SOURCE MATERIAL —
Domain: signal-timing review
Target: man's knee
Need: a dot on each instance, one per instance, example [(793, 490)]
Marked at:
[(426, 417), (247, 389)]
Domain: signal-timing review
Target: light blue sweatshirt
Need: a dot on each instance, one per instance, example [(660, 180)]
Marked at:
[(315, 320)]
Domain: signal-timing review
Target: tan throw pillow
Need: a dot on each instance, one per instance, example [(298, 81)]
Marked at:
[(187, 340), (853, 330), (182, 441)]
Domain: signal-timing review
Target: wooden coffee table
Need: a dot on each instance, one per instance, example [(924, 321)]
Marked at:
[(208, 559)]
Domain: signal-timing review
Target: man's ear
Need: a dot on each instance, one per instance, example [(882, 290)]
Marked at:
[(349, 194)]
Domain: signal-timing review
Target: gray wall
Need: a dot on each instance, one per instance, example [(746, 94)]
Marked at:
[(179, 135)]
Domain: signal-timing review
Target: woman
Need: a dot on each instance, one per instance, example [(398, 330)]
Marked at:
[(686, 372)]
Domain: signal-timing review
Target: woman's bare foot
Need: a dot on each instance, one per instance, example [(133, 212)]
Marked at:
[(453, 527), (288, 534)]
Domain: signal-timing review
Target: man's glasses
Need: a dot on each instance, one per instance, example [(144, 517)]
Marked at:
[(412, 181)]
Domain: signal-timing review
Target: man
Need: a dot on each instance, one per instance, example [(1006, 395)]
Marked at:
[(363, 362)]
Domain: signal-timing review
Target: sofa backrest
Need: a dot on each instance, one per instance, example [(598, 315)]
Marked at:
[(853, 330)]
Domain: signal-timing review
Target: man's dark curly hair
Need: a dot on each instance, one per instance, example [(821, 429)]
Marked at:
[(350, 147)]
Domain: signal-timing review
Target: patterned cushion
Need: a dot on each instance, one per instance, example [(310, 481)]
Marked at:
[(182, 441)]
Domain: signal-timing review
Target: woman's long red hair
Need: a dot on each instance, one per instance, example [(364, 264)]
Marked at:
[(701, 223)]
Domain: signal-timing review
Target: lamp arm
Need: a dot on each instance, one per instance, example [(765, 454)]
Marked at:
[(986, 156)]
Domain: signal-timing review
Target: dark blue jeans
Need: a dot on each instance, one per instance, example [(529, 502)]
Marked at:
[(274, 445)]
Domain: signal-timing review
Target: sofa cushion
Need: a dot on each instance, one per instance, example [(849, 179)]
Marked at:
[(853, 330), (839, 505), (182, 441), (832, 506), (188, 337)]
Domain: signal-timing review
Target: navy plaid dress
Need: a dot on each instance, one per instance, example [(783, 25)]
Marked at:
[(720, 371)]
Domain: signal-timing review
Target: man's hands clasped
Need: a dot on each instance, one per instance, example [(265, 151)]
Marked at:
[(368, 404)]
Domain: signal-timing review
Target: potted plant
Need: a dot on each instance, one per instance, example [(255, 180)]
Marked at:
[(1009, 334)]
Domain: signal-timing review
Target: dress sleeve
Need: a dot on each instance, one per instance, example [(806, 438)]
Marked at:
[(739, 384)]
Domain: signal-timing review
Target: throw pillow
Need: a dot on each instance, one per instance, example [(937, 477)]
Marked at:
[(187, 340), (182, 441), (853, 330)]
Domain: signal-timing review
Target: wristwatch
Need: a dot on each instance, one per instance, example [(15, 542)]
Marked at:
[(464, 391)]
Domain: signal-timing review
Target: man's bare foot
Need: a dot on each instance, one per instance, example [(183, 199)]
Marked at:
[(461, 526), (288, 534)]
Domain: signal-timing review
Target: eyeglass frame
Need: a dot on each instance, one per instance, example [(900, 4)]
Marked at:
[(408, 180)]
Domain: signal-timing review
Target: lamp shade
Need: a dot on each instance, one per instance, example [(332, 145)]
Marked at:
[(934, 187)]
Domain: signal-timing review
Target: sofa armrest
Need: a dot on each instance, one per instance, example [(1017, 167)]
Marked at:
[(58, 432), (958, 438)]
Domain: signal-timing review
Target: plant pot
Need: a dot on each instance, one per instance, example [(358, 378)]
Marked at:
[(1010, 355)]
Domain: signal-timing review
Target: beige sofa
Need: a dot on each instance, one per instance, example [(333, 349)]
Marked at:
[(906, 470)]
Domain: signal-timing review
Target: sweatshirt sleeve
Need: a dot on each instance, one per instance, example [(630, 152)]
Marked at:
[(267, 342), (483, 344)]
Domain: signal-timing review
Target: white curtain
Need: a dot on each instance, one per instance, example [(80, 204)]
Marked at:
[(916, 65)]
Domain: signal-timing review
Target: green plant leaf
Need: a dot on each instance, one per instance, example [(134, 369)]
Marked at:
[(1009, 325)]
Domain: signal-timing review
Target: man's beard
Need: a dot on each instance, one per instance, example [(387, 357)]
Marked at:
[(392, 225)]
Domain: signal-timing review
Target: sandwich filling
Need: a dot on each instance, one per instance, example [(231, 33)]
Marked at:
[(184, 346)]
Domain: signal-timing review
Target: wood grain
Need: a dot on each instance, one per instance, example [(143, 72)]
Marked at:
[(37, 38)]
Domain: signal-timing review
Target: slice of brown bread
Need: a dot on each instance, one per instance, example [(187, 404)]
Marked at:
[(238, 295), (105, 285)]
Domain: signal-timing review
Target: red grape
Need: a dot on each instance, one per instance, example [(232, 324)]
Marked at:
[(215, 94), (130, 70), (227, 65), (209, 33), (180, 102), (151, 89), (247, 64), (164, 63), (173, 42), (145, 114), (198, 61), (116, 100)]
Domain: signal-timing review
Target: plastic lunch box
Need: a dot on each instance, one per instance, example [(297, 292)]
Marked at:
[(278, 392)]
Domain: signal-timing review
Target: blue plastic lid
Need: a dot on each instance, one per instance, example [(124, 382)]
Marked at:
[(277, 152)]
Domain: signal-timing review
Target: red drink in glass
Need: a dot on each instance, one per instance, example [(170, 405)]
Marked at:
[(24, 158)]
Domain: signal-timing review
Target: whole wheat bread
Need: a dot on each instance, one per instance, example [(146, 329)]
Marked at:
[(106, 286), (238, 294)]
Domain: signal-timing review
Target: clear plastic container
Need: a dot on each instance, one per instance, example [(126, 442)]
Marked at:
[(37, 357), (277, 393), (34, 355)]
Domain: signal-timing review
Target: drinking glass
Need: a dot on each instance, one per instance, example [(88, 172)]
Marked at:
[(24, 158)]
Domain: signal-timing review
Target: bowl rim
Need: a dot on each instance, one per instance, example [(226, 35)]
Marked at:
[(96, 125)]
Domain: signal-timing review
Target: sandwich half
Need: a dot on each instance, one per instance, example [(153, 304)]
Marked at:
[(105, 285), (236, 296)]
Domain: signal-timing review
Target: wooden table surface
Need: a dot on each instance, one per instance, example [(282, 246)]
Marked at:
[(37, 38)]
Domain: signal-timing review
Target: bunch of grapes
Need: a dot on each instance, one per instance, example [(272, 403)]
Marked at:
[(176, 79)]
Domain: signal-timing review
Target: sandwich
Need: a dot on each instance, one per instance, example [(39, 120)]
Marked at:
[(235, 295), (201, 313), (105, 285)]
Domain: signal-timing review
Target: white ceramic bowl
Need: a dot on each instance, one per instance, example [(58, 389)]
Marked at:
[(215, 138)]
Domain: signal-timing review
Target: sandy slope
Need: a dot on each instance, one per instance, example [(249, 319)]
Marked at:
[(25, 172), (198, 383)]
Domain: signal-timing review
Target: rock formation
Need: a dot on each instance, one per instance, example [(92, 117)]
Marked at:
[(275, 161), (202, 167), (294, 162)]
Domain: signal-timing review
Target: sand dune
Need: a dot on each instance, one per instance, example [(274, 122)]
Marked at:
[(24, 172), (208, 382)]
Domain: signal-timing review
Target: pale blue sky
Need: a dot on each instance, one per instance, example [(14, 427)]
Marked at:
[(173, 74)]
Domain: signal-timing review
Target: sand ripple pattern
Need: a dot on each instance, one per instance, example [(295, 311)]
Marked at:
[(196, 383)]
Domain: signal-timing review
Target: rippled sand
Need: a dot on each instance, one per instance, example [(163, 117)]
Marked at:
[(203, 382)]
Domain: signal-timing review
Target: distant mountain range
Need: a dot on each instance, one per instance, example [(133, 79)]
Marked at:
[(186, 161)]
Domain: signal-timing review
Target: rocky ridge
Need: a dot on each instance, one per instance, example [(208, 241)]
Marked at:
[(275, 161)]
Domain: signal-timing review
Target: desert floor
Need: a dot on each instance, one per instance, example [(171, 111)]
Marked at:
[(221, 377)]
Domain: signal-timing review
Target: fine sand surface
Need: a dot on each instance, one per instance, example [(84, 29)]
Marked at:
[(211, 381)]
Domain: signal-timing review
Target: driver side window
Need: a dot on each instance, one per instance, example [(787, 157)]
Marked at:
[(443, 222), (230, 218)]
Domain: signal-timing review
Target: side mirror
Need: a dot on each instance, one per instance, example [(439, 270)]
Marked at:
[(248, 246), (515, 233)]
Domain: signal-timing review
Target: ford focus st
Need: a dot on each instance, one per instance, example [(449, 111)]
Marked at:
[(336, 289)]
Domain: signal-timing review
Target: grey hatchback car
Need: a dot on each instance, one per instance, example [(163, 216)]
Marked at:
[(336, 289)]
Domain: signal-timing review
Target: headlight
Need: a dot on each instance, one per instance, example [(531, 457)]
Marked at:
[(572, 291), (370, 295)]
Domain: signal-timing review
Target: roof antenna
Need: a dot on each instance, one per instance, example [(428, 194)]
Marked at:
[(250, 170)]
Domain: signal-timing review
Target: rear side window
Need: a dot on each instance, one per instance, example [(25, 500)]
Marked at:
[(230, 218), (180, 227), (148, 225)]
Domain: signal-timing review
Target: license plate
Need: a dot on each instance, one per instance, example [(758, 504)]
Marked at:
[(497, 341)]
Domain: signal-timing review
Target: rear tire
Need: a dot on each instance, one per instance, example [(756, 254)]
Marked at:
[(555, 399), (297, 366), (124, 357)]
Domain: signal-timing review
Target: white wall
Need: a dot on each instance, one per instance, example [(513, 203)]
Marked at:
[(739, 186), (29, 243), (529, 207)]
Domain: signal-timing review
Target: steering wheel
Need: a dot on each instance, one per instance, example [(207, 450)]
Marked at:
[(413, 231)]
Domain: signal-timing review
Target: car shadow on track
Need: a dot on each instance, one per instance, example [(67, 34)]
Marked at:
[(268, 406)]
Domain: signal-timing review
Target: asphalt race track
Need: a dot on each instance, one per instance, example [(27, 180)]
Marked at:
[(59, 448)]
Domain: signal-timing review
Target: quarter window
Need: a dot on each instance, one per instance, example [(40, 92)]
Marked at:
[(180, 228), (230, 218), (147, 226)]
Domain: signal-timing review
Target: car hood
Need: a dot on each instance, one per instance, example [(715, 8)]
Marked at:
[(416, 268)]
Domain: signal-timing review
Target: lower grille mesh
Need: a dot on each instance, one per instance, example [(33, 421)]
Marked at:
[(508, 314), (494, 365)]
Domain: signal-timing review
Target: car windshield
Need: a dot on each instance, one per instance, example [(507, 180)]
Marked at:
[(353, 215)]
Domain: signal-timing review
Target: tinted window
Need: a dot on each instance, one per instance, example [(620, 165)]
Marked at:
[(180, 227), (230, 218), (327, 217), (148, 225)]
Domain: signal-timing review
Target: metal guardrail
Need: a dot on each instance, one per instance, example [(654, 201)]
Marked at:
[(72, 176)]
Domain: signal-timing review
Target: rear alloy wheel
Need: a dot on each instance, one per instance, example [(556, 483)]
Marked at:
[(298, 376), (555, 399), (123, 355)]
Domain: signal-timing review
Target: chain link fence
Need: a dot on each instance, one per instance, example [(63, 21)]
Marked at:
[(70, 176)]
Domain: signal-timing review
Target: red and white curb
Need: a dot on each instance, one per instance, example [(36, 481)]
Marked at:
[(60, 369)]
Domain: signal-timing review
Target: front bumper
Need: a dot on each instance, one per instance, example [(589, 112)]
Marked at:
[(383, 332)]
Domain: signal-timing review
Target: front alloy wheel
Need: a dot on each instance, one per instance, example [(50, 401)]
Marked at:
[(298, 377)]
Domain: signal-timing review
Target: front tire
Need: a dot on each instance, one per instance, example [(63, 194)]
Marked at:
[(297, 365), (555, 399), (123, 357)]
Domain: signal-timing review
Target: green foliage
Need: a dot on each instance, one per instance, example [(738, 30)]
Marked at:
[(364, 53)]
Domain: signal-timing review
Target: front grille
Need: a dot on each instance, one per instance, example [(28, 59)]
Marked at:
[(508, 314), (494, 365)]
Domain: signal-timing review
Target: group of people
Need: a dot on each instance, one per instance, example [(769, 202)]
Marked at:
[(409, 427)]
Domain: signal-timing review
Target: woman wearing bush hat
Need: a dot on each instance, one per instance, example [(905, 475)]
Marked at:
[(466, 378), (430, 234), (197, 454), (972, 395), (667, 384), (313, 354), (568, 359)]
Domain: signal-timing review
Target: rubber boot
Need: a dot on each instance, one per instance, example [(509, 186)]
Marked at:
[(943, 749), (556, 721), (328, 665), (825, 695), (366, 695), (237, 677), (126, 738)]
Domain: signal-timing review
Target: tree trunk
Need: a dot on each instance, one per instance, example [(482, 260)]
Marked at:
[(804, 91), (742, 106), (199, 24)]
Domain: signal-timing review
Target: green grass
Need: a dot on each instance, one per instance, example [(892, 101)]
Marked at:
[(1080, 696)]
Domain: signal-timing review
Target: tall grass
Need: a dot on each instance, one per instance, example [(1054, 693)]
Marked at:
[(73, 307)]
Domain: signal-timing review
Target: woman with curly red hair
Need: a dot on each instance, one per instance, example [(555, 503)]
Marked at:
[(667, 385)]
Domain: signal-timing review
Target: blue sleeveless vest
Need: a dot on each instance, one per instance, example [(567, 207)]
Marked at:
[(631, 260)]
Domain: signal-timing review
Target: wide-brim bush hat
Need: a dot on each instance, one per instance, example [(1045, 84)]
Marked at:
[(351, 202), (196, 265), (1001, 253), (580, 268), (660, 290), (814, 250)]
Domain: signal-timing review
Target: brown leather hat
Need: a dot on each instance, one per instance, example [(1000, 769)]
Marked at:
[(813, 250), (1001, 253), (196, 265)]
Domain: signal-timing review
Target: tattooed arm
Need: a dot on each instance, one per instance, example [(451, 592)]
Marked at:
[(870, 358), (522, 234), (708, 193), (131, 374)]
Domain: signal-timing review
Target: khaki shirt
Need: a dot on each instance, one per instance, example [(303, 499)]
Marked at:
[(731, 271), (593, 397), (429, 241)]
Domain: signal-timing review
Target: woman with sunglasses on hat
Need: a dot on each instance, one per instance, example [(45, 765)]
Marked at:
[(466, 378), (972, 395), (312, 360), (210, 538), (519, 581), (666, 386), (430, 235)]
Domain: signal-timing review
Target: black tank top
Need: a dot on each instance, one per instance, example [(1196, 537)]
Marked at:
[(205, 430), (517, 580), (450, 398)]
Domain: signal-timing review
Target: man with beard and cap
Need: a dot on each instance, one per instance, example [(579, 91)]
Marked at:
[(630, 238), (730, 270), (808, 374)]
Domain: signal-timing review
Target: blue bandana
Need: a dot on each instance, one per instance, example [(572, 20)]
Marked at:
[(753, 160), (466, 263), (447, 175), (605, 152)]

TASK INSTRUCTIONS — Rewrite the records above, everything from the very start down through the line containing "[(208, 559)]", replacing "coffee table" with "side table" and leaving all else as it is.

RESULT OF THIS TASK —
Domain: signal-timing review
Target: man's knee
Need: a dot on each instance, one per instance, example [(793, 490)]
Marked at:
[(426, 417), (247, 389)]
Domain: signal-timing review
Target: light blue sweatshirt
Need: a dot on each instance, one per instance, example [(660, 180)]
Marked at:
[(315, 320)]
Domain: signal-timing review
Target: tan throw pillow
Need: a dot on each instance, one per instance, example [(298, 81)]
Marked at:
[(187, 340), (853, 330), (182, 441)]
Domain: signal-timing review
Target: wooden side table
Need: a dot on each instance, one per instance, example [(924, 321)]
Marked at:
[(208, 559)]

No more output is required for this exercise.